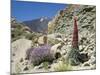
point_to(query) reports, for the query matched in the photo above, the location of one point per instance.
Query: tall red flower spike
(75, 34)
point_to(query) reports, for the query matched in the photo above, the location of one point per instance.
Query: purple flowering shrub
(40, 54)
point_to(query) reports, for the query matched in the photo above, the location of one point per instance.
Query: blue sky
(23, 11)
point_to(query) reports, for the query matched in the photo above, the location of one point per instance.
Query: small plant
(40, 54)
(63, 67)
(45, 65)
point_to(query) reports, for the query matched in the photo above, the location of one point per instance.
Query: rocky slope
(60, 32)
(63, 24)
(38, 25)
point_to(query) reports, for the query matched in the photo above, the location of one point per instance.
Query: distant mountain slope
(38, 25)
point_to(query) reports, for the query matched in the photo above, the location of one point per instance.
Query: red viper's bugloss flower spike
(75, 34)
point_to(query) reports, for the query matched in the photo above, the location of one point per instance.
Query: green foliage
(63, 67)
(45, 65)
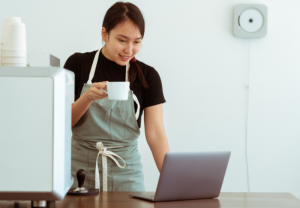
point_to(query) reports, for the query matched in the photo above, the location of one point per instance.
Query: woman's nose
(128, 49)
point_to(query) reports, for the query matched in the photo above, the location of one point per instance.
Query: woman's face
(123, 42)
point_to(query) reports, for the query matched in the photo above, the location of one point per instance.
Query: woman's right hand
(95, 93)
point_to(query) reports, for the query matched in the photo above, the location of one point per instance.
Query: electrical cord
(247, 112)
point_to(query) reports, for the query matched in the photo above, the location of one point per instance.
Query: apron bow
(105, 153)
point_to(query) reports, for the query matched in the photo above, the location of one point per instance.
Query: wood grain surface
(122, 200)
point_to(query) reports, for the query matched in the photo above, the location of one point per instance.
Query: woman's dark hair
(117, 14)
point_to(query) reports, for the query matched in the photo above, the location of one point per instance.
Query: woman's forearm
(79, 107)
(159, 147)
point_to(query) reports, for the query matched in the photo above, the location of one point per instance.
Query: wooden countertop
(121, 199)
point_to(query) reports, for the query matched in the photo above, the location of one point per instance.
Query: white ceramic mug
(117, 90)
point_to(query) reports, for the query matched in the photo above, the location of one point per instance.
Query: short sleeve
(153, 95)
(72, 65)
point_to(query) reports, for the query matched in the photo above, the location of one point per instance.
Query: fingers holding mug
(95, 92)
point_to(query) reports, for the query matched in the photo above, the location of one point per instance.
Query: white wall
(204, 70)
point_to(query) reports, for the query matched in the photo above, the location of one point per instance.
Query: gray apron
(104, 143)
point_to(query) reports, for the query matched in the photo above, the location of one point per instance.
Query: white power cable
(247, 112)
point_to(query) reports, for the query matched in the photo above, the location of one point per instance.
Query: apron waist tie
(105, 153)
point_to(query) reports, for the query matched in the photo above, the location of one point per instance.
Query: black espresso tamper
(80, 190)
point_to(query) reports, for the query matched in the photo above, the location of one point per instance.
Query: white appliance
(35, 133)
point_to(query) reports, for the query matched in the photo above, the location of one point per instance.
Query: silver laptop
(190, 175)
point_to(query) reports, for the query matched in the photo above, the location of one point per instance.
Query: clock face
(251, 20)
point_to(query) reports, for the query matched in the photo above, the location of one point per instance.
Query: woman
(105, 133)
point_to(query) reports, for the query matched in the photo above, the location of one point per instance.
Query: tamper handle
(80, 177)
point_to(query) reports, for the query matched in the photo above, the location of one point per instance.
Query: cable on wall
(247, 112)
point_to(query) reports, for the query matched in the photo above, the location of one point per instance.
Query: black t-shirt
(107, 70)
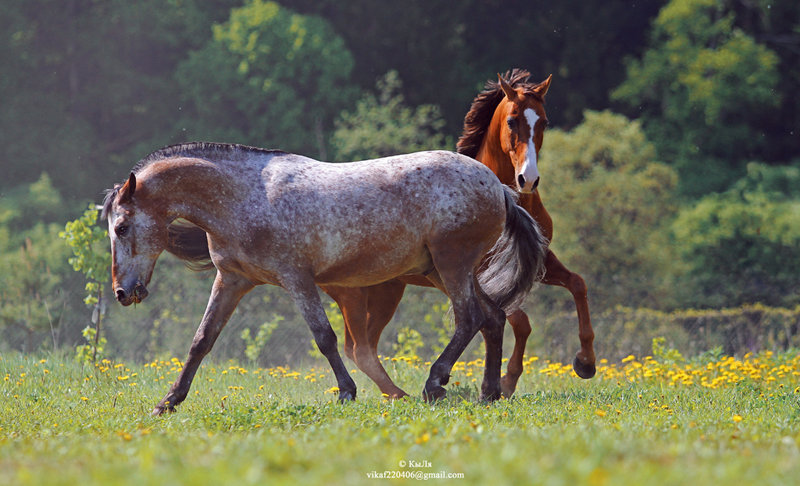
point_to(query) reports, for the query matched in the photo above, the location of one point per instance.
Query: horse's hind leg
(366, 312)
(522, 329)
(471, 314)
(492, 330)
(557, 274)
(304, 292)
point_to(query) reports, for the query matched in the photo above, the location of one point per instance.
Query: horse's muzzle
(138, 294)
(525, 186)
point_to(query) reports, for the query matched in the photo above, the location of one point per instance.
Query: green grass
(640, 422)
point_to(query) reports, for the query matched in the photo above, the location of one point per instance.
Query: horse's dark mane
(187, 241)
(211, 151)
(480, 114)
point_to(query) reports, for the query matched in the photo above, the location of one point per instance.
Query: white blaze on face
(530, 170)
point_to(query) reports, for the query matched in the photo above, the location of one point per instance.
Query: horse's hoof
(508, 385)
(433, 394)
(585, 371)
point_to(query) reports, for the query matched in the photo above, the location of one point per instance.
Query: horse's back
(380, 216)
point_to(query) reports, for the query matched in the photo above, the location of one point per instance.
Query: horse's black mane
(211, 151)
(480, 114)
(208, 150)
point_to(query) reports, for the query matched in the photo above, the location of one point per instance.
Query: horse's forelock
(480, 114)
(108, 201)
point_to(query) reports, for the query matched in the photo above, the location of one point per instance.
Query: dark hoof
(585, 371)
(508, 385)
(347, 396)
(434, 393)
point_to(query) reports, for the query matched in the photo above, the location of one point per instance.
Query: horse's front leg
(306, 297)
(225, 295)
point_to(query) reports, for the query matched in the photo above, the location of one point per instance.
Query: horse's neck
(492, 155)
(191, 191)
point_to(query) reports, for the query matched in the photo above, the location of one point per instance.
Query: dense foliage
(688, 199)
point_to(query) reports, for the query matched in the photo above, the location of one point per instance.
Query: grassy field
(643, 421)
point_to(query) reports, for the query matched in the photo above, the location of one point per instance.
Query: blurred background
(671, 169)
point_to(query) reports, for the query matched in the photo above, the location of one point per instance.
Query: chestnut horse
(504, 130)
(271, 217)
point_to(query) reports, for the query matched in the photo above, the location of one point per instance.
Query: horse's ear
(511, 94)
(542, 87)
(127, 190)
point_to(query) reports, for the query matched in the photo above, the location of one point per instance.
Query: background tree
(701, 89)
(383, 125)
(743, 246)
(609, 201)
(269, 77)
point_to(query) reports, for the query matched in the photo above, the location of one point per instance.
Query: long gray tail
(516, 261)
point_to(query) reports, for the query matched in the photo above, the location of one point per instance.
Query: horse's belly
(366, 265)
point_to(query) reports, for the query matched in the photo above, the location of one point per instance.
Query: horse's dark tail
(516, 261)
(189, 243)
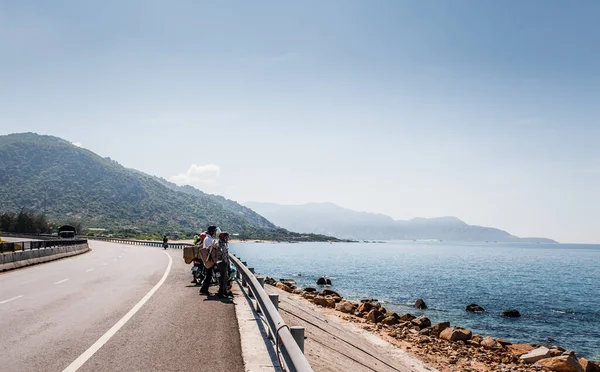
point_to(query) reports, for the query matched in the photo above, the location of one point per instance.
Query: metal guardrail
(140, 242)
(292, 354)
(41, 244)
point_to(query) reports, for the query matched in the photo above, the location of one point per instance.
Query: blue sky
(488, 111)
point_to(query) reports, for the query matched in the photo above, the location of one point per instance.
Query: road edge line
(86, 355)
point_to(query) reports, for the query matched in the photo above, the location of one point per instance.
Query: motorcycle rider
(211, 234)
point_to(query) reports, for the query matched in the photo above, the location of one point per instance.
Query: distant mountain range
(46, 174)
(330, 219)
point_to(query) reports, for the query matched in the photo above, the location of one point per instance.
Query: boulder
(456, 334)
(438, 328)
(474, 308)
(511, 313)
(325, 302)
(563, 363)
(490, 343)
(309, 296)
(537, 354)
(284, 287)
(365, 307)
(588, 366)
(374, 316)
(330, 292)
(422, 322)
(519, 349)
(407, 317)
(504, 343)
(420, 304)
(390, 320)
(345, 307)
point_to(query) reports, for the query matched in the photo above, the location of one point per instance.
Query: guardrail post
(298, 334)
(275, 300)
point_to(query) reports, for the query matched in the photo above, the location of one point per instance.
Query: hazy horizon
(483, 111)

══════════

> _Written problem_
Set down the material above as is, without any pictures.

> _Solution below_
point_to(query) reports, for the query matched in the photo above, the location of one point per instance.
Query: tall red flower spike
(75, 34)
point_to(query) reports, for the query matched in the photo above, the location of one point per instance.
Query: purple flowering shrub
(40, 54)
point_to(query) reports, for the query matched in the photo above, the location of one point per instance.
Query: blue sky
(23, 11)
point_to(query) reports, for the query matched in the photo above, the location of one point per instance.
Query: small plant
(40, 54)
(63, 67)
(45, 65)
point_to(query) reports, for the query matched in the photo above, the location of one point per instance.
Query: rocky slope
(60, 32)
(63, 24)
(38, 25)
point_to(query) reports, for the query matched in the photo above, the location of one point per instance.
Query: distant mountain slope
(38, 25)
point_to(query) reports, for the query matched in the photo above, the location of one point per instance.
Query: red viper's bugloss flower spike
(75, 34)
point_to(query) reports, for the query matched in the photo above, the location of one point per instance.
Query: green foliage
(63, 67)
(45, 65)
point_to(query) reports, for the query matched in the photo above, the location of one point per instance.
Query: woman's nose
(128, 49)
point_to(query) reports, for the query matched in the photo above, the location of one point per instance.
Query: woman's face
(123, 42)
point_to(query) reports, for the query matched in the photo above, the location of one point per instance.
Query: woman's right hand
(95, 93)
point_to(query) reports, for the query matched in the photo above, the location of one point per instance.
Query: electrical cord
(247, 112)
point_to(query) reports, for the query matched in the photo above, the location of one point per instance.
Query: apron bow
(105, 153)
point_to(query) reports, for the query matched in the photo above, the location of one point per instance.
Query: wood grain surface
(122, 200)
point_to(query) reports, for the query matched in the photo above, the location of one point per instance.
Query: woman's dark hair
(117, 14)
point_to(query) reports, for the query matched in the photo above, the location of one point per instance.
Query: woman's forearm
(79, 107)
(159, 147)
point_to(query) reports, for the query matched in the photo above, the location of one point per instance.
Query: wooden countertop
(121, 199)
point_to(query) reports, for the query matched in the photo above, the location of one point per instance.
Query: white ceramic mug
(117, 90)
point_to(query) reports, for the query matched in the photo above, the location of one point per instance.
Query: short sleeve
(153, 95)
(72, 65)
point_to(query) reports, for the query matched in the photo above, the location of one point per instance.
Query: fingers holding mug
(95, 92)
point_to(query) reports, for the query matched in the photo above, the location of one point per instance.
Query: white wall
(204, 70)
point_to(query) reports, for the query matched in the photo above, the location of one point per instance.
Query: gray apron
(104, 143)
point_to(query) reports, for the query matched in the photo above, the location of one point per instance.
Query: white power cable
(247, 112)
point_to(query) reports, for the query matched in the photo above, the location of one point per instance.
Query: apron waist tie
(105, 153)
point_to(query) reports, for the query matched in the photo above, the location of one point per instance.
Query: black espresso tamper
(80, 190)
point_to(query) reports, for the query matched in the photo above, the location of one point per instance.
Query: white appliance
(35, 133)
point_to(query) reports, for the query matched in the photo above, the location of one point per instance.
Query: silver laptop
(190, 175)
point_to(query) reports, for the query matched in the photo above, the location of one point per instance.
Query: clock face
(251, 20)
point_to(query) reports, for the query matched in the photo above, the location of one point per instance.
Query: woman
(105, 133)
point_to(query) reports, for the query matched in the photo above, the location of one point per instance.
Query: tamper handle
(80, 177)
point_to(query) reports, for the query matched in the photo above, the location of one point per instance.
Query: cable on wall
(247, 112)
point_to(query) reports, for the query matched in the photo above, the location of one point per instance.
Query: black t-shirt
(107, 70)
point_to(query) reports, for the query matched in the photo above, the location of one point per instance.
Query: horse's hind leg
(366, 312)
(522, 329)
(471, 314)
(492, 330)
(557, 274)
(304, 292)
point_to(query) reports, for the query matched in the photo above, the location of one point per instance.
Query: horse's muzzle
(138, 294)
(525, 186)
point_to(query) reports, for the query matched in the photo above, the location of one point per instance.
Query: green grass
(640, 422)
point_to(query) reports, for the query matched in the photo above, the location of one point per instance.
Query: horse's dark mane
(187, 241)
(211, 151)
(480, 114)
point_to(query) reports, for the query matched in the photo above, the location of one point per instance.
Query: white blaze on face
(530, 170)
point_to(query) reports, for the query matched in the photo above, the location of one point per instance.
Query: horse's hoof
(508, 385)
(433, 394)
(585, 371)
point_to(query) reports, for the query matched in the photo above, the location of one point per instance.
Query: horse's back
(380, 216)
point_to(query) reports, for the query matched in the photo above, the location of one point per instance.
Query: horse's black mane
(211, 151)
(480, 114)
(208, 150)
point_to(query) reports, for the query matched in the photo above, the location of one point per instance.
Query: horse's forelock
(480, 114)
(108, 201)
point_to(query) reports, for the query matched in the photo above, the location of one point per instance.
Query: dark hoof
(585, 371)
(508, 385)
(347, 396)
(434, 393)
point_to(query) reports, for the query matched in the photo above, the location of one point per instance.
Query: horse's front leg
(306, 297)
(225, 295)
point_to(query) reports, for the query matched in the photo above, the location of one point per instance.
Query: horse's neck
(492, 155)
(191, 191)
point_to(query) reports, for the query matched in the photo above, the location of one point per instance.
Query: dense foliage
(688, 199)
point_to(query) reports, for the query matched in the photo above, the location of one point per instance.
Query: grassy field
(643, 421)
point_to(query) reports, for the query matched in the photo above, the location of one point per instance.
Query: blurred background
(671, 169)
point_to(query) reports, for the query matched in the photo above, the location of one point per instance.
Query: chestnut horse
(504, 130)
(271, 217)
point_to(query) reports, for the query matched in the photo above, the location of one point per instance.
Query: horse's ear
(511, 94)
(542, 87)
(127, 190)
point_to(query) reports, for the query matched in the photo above, the location of one point per instance.
Query: background tree
(701, 89)
(383, 125)
(743, 246)
(609, 201)
(269, 77)
point_to(query) reports, for the query matched in the photo above, the location of one point per instance.
Query: long gray tail
(516, 261)
point_to(query) reports, for the query matched in the photo above, the location of one point per instance.
Query: horse's belly
(366, 265)
point_to(query) reports, for the query matched in the photo above, the location of one point per instance.
Query: horse's dark tail
(516, 261)
(189, 243)
point_to(query) reports, for the query matched in the photo above, the location of one point per instance.
Query: metal guardrail
(140, 242)
(292, 354)
(41, 244)
point_to(query) reports, for the query matched in the photo above, the location of one point per instance.
Query: blue sky
(488, 111)
point_to(query) reports, for the query matched in the photo above, the location of one point per instance.
Query: road edge line
(86, 355)
point_to(query) reports, for the query matched in the photo above, the location of one point per instance.
Query: motorcycle rider
(211, 234)
point_to(query) reports, for the query matched in the photo above, the location of one point per instance.
Query: distant mountain range
(46, 174)
(330, 219)
point_to(query) reports, for the query matched in the photo above, the location of one point per instance.
Query: boulder
(456, 334)
(438, 328)
(474, 308)
(511, 313)
(325, 302)
(563, 363)
(490, 343)
(309, 296)
(537, 354)
(284, 287)
(365, 307)
(588, 366)
(374, 316)
(330, 292)
(422, 322)
(519, 349)
(407, 317)
(504, 343)
(420, 304)
(390, 320)
(345, 307)
point_to(query) reports, for the query matched in the photo above, the location of one point per instance.
Query: guardrail post
(298, 334)
(275, 300)
point_to(query) reports, for the query matched in the photo above, the location of one point per instance.
Query: hazy horizon
(483, 111)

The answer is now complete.